- Short exercise 1 -
Using the RFC text on pre-test and pre-merge hooks, answer the following:
(a) According to the summary, what does the proposal provide for projects?
(b) Under which licenses may the document be modified and redistributed?
(c) Which auto-formatter is named as an example?
- Short exercise 2 -
Extend the RFC on pre-test and pre-merge hooks with a few more paragraphs that pick up right after its final sentence.

Pre-test and Pre-merge hooks

Summary: Provide a way for projects to run arbitrary code before testing, and before merging.

I allow this RFC document to be modified and redistributed under the terms of the Apache-2.0 license, or the CC-BY-NC-SA 3.0 license, at your option.

Motivation

Consider an auto-formatter, like clang-format. When should you run it?

  • You could assume everyone contributing to your project will run it before committing. But this is error-prone and requires changes to many individual users' computers, which isn't practical, especially for open-source projects.
  • You could use your CI to enforce that the linter has been run: run it on a temporary checkout, see if it makes any changes, and if it does then fail the test and force someone to fix it by hand. But creates extra work for contributors.

- Material -
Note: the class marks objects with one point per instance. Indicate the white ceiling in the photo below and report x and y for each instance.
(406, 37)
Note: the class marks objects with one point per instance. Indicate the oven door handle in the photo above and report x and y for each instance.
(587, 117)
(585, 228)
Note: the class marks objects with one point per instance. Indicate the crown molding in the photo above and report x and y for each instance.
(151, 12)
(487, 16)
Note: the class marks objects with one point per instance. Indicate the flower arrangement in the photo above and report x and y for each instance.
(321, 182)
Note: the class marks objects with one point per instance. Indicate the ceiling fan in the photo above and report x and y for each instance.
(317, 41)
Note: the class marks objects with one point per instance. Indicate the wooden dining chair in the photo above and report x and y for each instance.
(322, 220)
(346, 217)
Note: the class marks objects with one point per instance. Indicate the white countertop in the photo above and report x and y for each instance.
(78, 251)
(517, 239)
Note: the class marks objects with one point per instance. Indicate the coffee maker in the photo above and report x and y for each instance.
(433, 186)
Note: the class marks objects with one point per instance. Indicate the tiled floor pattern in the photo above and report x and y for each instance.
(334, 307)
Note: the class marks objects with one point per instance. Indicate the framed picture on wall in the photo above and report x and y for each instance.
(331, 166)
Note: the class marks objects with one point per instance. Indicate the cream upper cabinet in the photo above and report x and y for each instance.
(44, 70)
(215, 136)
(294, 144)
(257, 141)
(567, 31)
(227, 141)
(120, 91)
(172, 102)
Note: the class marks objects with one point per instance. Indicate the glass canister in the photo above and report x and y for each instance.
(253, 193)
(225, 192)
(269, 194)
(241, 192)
...
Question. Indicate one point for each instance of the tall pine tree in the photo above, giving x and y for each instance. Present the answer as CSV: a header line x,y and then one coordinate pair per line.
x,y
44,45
* * *
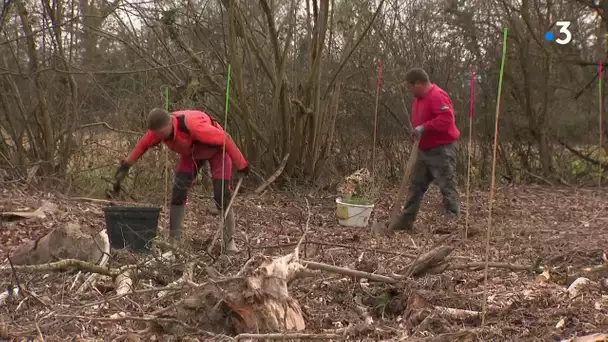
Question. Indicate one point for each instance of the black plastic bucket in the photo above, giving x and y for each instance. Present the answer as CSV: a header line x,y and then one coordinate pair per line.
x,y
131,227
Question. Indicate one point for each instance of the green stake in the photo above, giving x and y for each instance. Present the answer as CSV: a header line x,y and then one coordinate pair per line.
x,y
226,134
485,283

- Task answer 1 -
(a) A way to run arbitrary code before testing and before merging.
(b) The Apache-2.0 license or the CC-BY-NC-SA 3.0 license, at the reader's option.
(c) clang-format.

- Task answer 2 -
  • You could make a bot that automatically formats PRs, and pushes the changes back into the PR branch. But inserting commits into a PR branch like this causes problems for users when they want to update their PR, because now the PR branch on github doesn't match their PR branch locally. This is annoying, and contributors with less experience with git may not be able to recover at all.

The ideal workflow, therefore, is: approve PR -> merge from master -> auto-format -> test -> merge to master. The "pre-test" hook in this RFC allows bors-ng to handle everything after the approval. And you probably also want to run this during "try" commands too, so we provide a "pre-try" hook as well.

Consider a continuous deployment workflow, where everytime you merge into master, you also want to upload the latest version somewhere. Since bors-ng takes care of merging into master, it seems like a natural place to handle this uploading step. This RFC defines a "pre-merge" hook to handle this.

There's some more discussion in this thread: Running custom code before and after the merge for continuous deployment (or other uses)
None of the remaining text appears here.